YOUR TASK:
Take the entries below and print all of them exactly, please.

DATA EXTRACT:

%%

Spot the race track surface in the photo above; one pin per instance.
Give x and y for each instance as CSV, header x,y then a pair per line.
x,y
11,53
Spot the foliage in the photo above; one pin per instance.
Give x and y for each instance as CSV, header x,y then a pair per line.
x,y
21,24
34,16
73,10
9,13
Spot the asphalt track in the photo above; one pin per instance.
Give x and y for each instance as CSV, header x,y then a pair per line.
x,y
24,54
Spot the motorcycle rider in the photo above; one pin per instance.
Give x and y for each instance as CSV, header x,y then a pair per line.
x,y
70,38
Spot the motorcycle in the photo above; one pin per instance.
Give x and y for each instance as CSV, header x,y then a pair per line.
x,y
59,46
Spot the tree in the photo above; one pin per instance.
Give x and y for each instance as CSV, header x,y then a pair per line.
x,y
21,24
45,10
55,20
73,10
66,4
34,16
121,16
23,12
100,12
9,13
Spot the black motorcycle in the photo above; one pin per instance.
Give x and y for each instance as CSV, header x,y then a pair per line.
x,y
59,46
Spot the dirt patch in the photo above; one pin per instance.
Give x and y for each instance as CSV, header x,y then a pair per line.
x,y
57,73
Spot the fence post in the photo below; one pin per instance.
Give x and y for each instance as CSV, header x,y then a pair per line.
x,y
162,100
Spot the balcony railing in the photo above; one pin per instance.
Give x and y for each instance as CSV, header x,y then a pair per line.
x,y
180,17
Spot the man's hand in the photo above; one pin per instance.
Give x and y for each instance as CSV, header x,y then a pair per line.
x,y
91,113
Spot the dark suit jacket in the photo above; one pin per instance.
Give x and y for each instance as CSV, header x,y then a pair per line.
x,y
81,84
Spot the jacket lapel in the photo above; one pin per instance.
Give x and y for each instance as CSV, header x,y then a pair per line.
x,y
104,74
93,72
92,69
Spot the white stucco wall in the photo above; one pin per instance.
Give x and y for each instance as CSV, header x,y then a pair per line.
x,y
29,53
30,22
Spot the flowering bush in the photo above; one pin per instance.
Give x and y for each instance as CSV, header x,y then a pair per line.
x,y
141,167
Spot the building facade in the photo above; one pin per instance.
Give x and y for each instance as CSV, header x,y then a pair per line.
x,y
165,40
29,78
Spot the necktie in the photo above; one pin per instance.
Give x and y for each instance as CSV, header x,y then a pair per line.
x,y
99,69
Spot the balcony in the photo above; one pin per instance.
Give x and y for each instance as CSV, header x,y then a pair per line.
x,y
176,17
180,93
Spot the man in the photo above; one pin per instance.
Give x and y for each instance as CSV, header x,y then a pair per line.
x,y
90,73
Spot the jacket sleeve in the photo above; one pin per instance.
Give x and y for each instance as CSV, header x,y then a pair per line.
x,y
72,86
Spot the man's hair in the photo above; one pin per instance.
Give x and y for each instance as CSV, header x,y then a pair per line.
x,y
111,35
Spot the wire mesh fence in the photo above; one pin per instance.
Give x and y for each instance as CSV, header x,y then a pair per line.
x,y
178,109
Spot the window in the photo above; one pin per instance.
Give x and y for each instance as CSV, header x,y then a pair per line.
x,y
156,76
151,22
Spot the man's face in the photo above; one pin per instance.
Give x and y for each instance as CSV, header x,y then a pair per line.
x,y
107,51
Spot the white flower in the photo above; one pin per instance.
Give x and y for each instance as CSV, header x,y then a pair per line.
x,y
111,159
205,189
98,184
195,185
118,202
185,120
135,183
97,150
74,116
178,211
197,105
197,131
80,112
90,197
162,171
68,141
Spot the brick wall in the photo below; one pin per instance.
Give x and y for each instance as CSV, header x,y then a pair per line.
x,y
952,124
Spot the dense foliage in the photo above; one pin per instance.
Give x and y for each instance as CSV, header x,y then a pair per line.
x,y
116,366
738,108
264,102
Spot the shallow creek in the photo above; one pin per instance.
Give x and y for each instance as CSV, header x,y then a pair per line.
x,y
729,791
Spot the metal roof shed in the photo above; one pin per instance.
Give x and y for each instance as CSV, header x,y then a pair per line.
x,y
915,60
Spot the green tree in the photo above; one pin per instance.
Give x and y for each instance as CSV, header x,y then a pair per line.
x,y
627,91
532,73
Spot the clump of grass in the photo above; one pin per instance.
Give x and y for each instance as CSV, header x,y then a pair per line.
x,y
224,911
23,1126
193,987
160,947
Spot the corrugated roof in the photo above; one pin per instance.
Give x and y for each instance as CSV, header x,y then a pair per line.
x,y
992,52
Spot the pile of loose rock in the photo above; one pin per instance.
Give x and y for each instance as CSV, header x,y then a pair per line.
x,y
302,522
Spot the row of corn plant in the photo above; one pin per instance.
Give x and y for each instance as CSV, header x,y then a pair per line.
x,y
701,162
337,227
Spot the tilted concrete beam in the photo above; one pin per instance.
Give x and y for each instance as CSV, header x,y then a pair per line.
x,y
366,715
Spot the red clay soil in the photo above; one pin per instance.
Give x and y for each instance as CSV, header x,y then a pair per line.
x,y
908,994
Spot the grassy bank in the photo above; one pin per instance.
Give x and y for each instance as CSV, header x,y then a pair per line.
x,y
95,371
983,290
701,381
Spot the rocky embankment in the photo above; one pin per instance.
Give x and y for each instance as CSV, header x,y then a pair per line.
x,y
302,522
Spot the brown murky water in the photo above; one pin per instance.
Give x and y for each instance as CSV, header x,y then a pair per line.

%%

SOLVED PROBLEM:
Spot the race track surface in the photo above; one pin per instance.
Give x and y for each instance as CSV, header x,y then a pair per line.
x,y
11,53
Spot the foliage in the photo above; one pin per instance.
Give x and y for each instance as CSV, header x,y then a pair per line.
x,y
21,24
34,16
73,10
9,13
Spot the asphalt track in the photo above; one pin per instance.
Give x and y for each instance as CSV, header x,y then a pair per line.
x,y
24,54
Spot the motorcycle rider in the photo above; one pin per instance.
Give x and y for each instance as CSV, header x,y then a pair per line.
x,y
70,38
Spot the motorcycle in the photo above; one pin per instance.
Give x and y for each instance as CSV, header x,y then a pair per line.
x,y
59,46
Spot the tree in the photo above; one pin per instance.
Give x and y for each instance as CSV, header x,y then a pair per line.
x,y
21,24
45,10
55,20
73,10
66,4
34,16
121,16
23,12
100,12
9,13
Spot the black motorcycle in the photo above; one pin per instance.
Give x and y for each instance as CSV, header x,y then a pair per line.
x,y
59,46
Spot the dirt patch in the photo above; one pin per instance.
Give x and y for each instance as CSV, header x,y then a pair per line.
x,y
57,73
Spot the fence post in the photo below; one pin per instance.
Give x and y for each instance as CSV, header x,y then a pair per line.
x,y
162,100
Spot the balcony railing in the photo above; one pin per instance.
Give x and y for each instance as CSV, header x,y then a pair per line.
x,y
180,17
Spot the man's hand in the photo above; one pin per instance.
Give x and y for each instance as CSV, header x,y then a pair per line.
x,y
91,113
Spot the dark suit jacket in the photo above; one pin per instance.
Give x and y for each instance as CSV, header x,y then a pair per line.
x,y
81,84
Spot the jacket lapel in the photo above; one pin per instance.
Give x and y for each instance as CSV, header x,y then a pair per line.
x,y
104,74
93,72
92,69
Spot the white stucco wall in the photo above; one pin per instance.
Give x and y for each instance as CSV, header x,y then a pair per line.
x,y
29,53
30,22
Spot the flowering bush in the photo above; one pin per instance.
Give x and y for each instance as CSV, header x,y then a pair per line.
x,y
141,167
Spot the building facade in the photo above; one pin per instance.
Give x and y for each instance as CSV, header x,y then a pair per line.
x,y
165,40
29,78
Spot the necktie in the photo above; one pin per instance.
Give x and y for each instance as CSV, header x,y then a pair per line.
x,y
99,69
Spot the balcony in the photo above; one pin per instance.
Give x and y for each instance as CSV, header x,y then a pair per line.
x,y
176,17
180,93
Spot the man in the photo above; one pin per instance.
Give x and y for each instance as CSV, header x,y then a pair per line.
x,y
90,73
Spot the jacket sleeve in the photo above; one pin per instance.
Give x and y for each instance as CSV, header x,y then a pair per line.
x,y
72,86
Spot the man's hair in the photo above; one pin per instance.
Give x and y for each instance as CSV, header x,y then a pair per line.
x,y
111,35
Spot the wire mesh fence in the photo above; one pin per instance.
Give x and y for each instance as CSV, header x,y then a pair per line.
x,y
178,109
Spot the window in the photo above; one pin per instance.
Give x and y for each instance as CSV, header x,y then a pair per line.
x,y
156,76
151,22
Spot the man's face in the photo above; one pin per instance.
Give x and y for each instance as CSV, header x,y then a pair per line.
x,y
107,51
Spot the white flower in the photo above; one pin per instance.
Give x and y for each instance as CSV, header x,y then a pair per line.
x,y
111,159
205,189
98,184
195,185
118,202
185,120
135,183
97,150
74,116
178,211
197,105
197,131
80,112
90,197
162,171
68,141
Spot the brick wall in the photo below; one pin per instance.
Give x and y for each instance as CSV, header x,y then a pair per line.
x,y
952,124
Spot the dense foliage in the photo above; one pin per instance.
Give x and y for each instance as CSV, header x,y then a pair per line.
x,y
116,366
738,108
264,102
Spot the shallow creek in the photo above; one pin per instance.
Give x and y for each instance as CSV, header x,y then a pair per line.
x,y
729,791
Spot the metal roof shed in the photo above; one pin per instance.
Give x and y for each instance as CSV, header x,y then a pair per line.
x,y
915,60
Spot the green tree in the photo above; one pin per instance.
Give x and y for each instance as CSV, header x,y then a pair per line.
x,y
627,91
532,73
Spot the clump of grass in the photo above; one pin per instance.
Give x and y for each instance as CSV, header x,y then a pair per line.
x,y
224,911
23,1126
193,987
160,947
Spot the corrugated roof in the photo above; one pin per instance.
Give x and y for each instance as CSV, header x,y then a pair per line.
x,y
992,52
Spot the pile of loose rock in the photo above; one pin per instance.
Give x and y for each instance as CSV, header x,y then a pair per line.
x,y
302,522
Spot the row of corn plant in the photo above; one pin per instance.
Give x and y for each instance as CSV, header x,y then a pair per line.
x,y
701,162
337,227
Spot the tilted concrete beam in the photo above; one pin per instance.
Give x and y for each instance as CSV, header x,y then a pair per line.
x,y
366,715
Spot the red clay soil in the photo above; one pin per instance.
Give x and y for each instance as CSV, header x,y then a pair per line.
x,y
908,994
Spot the grassy bank in the photo above; one pin per instance.
Give x and y for each instance as CSV, header x,y then a pair per line.
x,y
95,371
983,290
701,381
Spot the rocky embankment in the photo above; one pin per instance.
Give x and y for each instance as CSV, header x,y then a pair per line.
x,y
302,522
Spot the brown murky water in the photo above; one pin per instance.
Give x and y for each instance as CSV, header x,y then a pair per line.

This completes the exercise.